## begin

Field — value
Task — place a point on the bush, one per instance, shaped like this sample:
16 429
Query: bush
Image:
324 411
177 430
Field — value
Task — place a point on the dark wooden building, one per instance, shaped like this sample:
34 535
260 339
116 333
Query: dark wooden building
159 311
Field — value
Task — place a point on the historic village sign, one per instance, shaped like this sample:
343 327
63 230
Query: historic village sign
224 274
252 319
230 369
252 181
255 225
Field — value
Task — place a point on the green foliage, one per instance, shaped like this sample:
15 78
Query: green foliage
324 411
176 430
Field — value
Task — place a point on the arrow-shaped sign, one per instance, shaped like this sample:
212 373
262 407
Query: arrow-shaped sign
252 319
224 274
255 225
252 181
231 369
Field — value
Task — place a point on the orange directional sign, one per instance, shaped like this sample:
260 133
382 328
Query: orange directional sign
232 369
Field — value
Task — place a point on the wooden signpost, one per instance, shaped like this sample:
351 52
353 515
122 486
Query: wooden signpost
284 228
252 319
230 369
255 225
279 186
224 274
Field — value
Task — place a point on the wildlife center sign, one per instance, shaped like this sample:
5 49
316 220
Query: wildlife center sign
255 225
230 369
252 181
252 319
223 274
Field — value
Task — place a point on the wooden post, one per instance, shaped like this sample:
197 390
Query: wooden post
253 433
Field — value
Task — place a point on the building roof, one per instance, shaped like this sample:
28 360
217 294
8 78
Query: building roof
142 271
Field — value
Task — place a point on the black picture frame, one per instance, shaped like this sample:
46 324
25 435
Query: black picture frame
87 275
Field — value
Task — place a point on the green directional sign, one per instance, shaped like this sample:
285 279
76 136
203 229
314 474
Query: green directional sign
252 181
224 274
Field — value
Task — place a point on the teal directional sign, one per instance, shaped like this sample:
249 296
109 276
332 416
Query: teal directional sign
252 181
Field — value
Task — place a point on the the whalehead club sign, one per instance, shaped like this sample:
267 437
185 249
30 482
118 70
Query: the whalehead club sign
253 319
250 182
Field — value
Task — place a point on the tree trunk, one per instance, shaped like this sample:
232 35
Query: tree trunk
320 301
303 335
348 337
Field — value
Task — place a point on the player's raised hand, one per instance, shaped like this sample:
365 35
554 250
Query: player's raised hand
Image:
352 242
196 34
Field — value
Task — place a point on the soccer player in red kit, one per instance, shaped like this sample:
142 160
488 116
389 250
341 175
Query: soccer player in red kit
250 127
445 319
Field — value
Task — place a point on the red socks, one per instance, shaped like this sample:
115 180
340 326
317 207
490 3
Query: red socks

## end

The task => Restate all of the entries exactly, please.

Right answer =>
Field — value
Task — place a point on the bush, one per instance, shaped like this sample:
16 429
Query: bush
Image:
324 411
177 430
Field — value
Task — place a point on the dark wooden building, one per instance, shaped like this sample:
34 535
260 339
116 333
Query: dark wooden building
159 311
Field — value
Task — place a point on the historic village sign, one per instance, shaped like this sample:
343 327
63 230
Query: historic village sign
224 274
252 319
230 369
252 181
255 225
Field — value
Task — place a point on the green foliage, one per instance, shaped like this sample:
15 78
Query: green foliage
324 411
176 430
Field — value
Task — place a point on the arrow-shaped sign, one per instance, shaped like this sample:
212 373
262 407
Query: arrow-shaped sign
252 319
224 274
255 225
252 181
231 369
Field — value
Task — place a point on the orange directional sign, one per instance, shaped like this sample:
260 133
382 328
Query: orange directional sign
232 369
Field — value
Task — place a point on the wooden signpost, one per instance, shaped like this sample:
351 52
353 515
122 486
Query: wooden signpost
284 228
252 319
230 369
255 225
279 186
224 274
Field — value
Task — place a point on the wildlife center sign, one per instance, shaped like this sample:
5 49
316 220
Query: wildlife center sign
255 225
230 369
252 181
252 319
223 274
Field — value
Task — place a point on the wooden post, one per instance, shaped like this sample:
197 390
Query: wooden post
253 433
Field — value
Task — place a point on the building roof, one per instance, shaped like this sample:
28 360
217 294
8 78
Query: building roof
142 271
Field — value
Task — place a point on the black picture frame, one per instance, shaped like this sample:
46 324
25 435
Query: black picture frame
87 275
Field — value
Task — place a point on the green directional sign, one per instance, shaped like this sample:
285 279
76 136
203 229
314 474
Query: green directional sign
252 181
224 274
Field — value
Task — place a point on the teal directional sign, one per instance, shaped like this sample:
249 296
109 276
332 416
Query: teal directional sign
252 181
Field — value
Task — place a point on the the whalehead club sign, one per instance, shaped like this sample:
267 437
185 249
30 482
118 70
Query: the whalehead club sign
253 319
250 182
Field — value
Task — place a point on the tree trunk, one per instance, shaped like this sample:
232 35
Query: tree trunk
320 301
303 335
348 337
Field — value
Task — place a point on the player's raised hand, one per instance, shaped like this sample:
365 35
554 250
Query: player's raised hand
Image:
352 242
196 34
Field — value
Task — place a point on the soccer player in red kit, one per instance, shaped like this sample:
142 160
488 116
389 250
341 175
Query: soccer player in red kit
250 127
445 319
Field — value
Task — place a point on the red socks, one per instance, shaped like this sample:
115 180
340 326
317 207
490 3
Query: red socks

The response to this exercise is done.